**Exercise requirements**
Write out exactly the lines below that run from the one containing "x=28, y=119" through the one containing "x=238, y=72", both included, with no other lines.

**Materials provided**

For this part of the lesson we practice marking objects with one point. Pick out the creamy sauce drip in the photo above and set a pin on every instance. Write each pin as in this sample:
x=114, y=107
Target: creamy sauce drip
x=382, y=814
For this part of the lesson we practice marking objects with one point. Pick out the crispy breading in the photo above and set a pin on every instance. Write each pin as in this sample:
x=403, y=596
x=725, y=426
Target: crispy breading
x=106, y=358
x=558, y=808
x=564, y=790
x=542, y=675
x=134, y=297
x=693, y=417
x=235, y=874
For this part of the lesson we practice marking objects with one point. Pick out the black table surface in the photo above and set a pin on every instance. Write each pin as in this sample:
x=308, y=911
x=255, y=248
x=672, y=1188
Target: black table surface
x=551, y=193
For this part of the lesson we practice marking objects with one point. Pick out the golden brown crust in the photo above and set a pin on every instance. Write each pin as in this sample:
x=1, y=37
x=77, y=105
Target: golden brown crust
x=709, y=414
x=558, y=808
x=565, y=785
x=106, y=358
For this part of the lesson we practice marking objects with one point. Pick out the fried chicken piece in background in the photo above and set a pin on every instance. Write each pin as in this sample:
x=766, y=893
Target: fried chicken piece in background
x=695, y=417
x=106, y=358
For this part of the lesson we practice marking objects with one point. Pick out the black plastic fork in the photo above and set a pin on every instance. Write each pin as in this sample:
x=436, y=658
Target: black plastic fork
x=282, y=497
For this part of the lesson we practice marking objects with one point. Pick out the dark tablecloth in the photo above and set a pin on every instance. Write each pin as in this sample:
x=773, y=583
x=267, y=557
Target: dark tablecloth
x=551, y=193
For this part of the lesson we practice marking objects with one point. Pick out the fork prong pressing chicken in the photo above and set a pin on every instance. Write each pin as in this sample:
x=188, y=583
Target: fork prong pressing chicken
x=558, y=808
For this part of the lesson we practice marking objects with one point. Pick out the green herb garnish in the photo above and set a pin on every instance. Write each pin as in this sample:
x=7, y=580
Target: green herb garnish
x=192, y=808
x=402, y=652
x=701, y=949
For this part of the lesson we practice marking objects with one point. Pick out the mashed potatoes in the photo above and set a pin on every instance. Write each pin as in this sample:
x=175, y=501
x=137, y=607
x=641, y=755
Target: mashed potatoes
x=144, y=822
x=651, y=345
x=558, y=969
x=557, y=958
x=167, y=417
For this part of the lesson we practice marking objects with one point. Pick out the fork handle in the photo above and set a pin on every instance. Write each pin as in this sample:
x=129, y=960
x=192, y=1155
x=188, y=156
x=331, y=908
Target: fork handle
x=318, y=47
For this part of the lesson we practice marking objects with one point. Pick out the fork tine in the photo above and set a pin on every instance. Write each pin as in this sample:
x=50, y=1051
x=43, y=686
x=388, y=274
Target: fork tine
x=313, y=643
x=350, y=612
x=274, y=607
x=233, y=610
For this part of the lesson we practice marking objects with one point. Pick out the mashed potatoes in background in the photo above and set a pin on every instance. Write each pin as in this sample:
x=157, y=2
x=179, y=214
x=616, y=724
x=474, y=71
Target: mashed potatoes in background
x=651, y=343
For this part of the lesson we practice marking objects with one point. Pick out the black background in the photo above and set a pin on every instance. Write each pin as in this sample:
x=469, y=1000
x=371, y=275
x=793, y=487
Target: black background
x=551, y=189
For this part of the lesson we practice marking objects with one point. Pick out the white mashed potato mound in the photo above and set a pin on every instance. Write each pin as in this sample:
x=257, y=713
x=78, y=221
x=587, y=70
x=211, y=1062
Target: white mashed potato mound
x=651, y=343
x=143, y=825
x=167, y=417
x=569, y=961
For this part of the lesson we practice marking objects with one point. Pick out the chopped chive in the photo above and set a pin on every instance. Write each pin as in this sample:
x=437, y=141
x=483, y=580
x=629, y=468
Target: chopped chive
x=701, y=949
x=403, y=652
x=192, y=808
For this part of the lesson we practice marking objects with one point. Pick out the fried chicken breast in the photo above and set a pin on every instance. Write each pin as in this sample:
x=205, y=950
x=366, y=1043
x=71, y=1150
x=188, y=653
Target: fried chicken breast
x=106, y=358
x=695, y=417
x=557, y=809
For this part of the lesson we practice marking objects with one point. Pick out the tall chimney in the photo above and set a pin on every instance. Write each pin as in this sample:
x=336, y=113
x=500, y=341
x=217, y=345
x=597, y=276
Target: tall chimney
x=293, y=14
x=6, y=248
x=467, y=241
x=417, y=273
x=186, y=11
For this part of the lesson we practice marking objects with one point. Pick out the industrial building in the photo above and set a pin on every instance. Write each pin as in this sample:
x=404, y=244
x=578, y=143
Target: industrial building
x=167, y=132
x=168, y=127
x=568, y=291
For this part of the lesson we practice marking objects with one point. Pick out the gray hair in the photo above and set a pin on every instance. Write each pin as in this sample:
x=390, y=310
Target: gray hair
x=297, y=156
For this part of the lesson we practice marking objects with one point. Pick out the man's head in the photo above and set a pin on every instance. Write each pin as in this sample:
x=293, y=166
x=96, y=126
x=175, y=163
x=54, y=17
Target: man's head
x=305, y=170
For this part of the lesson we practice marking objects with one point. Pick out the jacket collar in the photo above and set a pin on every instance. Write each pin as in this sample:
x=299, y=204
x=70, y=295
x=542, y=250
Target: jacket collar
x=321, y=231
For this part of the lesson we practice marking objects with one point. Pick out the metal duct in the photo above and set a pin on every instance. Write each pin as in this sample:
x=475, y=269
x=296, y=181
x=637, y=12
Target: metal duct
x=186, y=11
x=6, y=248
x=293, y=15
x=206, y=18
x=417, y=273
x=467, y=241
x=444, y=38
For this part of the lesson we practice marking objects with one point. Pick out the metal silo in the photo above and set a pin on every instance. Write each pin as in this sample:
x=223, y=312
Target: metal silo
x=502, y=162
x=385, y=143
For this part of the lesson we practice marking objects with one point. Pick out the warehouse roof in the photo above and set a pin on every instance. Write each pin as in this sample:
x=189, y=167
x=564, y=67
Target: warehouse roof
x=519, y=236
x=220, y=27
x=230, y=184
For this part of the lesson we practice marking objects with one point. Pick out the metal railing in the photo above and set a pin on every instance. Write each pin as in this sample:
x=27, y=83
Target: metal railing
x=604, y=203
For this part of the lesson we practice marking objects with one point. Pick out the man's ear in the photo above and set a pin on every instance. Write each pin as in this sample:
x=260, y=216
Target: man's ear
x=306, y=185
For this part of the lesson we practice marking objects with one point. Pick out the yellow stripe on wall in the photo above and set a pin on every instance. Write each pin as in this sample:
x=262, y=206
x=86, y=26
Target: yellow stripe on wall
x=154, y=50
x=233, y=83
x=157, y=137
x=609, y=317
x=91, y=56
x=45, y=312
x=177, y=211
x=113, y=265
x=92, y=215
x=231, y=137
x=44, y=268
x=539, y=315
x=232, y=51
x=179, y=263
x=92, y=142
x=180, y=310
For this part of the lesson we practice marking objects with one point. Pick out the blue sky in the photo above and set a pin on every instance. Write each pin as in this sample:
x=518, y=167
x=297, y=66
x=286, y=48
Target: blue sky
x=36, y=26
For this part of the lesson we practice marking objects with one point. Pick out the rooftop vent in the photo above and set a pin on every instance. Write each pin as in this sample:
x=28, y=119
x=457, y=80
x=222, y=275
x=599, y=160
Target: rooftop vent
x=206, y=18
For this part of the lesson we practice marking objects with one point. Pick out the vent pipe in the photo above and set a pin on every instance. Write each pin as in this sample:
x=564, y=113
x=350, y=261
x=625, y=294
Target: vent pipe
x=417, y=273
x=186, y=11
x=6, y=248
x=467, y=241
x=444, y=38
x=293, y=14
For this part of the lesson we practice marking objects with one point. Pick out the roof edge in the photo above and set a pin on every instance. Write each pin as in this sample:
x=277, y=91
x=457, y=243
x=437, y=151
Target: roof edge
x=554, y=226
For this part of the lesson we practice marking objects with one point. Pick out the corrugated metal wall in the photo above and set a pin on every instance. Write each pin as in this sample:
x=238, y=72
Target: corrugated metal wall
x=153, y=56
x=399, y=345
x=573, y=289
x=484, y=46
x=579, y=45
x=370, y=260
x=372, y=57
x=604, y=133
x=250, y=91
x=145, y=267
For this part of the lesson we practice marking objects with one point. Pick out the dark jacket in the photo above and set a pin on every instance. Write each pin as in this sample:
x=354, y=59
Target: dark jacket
--
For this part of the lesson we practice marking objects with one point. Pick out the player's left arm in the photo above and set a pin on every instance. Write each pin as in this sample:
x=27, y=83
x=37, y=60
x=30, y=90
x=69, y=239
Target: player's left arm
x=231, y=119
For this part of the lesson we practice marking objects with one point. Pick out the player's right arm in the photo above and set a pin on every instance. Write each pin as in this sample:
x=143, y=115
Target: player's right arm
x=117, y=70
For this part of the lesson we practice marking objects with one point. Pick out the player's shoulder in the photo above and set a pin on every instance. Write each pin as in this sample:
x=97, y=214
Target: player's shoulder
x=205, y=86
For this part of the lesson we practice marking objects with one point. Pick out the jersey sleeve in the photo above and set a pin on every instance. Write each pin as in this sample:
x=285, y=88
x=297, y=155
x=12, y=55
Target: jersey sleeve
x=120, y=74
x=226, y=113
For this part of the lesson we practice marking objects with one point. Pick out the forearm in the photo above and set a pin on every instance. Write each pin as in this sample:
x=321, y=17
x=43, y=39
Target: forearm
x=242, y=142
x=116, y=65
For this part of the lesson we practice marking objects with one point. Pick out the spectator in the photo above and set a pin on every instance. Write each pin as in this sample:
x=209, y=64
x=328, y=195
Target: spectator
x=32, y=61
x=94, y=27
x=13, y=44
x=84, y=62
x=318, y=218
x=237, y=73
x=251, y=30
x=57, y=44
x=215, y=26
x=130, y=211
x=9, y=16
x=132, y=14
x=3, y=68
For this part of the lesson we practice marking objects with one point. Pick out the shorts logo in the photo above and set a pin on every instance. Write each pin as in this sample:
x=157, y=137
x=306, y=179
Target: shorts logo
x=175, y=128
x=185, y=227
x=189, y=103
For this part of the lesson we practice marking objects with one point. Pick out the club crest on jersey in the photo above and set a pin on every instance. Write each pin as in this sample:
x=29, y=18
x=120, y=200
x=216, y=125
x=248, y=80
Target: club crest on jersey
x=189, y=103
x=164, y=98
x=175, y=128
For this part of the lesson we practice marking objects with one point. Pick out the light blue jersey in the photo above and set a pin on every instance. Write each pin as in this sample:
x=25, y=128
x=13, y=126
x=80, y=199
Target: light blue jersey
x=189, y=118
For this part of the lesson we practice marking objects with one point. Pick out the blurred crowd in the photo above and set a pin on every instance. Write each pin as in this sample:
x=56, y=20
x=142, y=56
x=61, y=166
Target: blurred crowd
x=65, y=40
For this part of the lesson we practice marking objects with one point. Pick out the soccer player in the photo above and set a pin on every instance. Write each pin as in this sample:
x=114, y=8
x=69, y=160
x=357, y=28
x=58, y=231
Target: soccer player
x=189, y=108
--
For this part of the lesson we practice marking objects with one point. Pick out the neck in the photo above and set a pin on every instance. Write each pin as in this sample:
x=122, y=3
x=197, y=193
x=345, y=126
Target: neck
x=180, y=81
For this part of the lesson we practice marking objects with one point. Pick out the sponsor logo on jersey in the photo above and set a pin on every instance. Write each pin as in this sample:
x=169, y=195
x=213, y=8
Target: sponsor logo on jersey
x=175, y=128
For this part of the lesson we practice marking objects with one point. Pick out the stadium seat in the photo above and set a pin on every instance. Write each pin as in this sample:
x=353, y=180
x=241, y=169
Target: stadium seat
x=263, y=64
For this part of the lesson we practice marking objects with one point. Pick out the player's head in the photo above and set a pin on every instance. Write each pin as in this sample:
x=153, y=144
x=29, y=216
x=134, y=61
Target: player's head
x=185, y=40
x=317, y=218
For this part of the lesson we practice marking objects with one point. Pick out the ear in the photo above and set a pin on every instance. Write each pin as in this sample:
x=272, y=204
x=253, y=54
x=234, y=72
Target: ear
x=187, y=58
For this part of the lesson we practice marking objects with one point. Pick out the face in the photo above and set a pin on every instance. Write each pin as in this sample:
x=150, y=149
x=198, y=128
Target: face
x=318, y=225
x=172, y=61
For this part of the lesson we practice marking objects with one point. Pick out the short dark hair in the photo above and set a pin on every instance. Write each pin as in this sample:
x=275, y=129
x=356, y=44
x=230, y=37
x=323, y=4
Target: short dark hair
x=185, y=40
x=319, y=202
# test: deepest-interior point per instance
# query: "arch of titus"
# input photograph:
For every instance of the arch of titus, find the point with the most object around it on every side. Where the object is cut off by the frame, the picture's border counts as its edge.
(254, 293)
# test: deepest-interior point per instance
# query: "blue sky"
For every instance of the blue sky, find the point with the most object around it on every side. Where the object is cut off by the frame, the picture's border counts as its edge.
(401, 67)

**Task solution**
x=28, y=119
x=457, y=80
x=222, y=275
x=599, y=160
Target: rooftop vent
x=206, y=18
For this part of the lesson we practice marking objects with one point. Pick out the vent pipe in the photo above and set a pin on every instance. Write each pin as in this sample:
x=564, y=113
x=350, y=261
x=625, y=294
Target: vent pipe
x=417, y=273
x=186, y=11
x=6, y=248
x=467, y=241
x=444, y=38
x=293, y=14
For this part of the lesson we practice marking objects with one point. Pick out the roof edge in the photo above and set a pin on every instance. Write each pin as in this sample:
x=277, y=91
x=457, y=243
x=437, y=151
Target: roof edge
x=554, y=226
For this part of the lesson we practice marking objects with one point. Pick out the corrugated metal wall in the photo above and set a pin on every instance. Write each pin as in this sample:
x=238, y=72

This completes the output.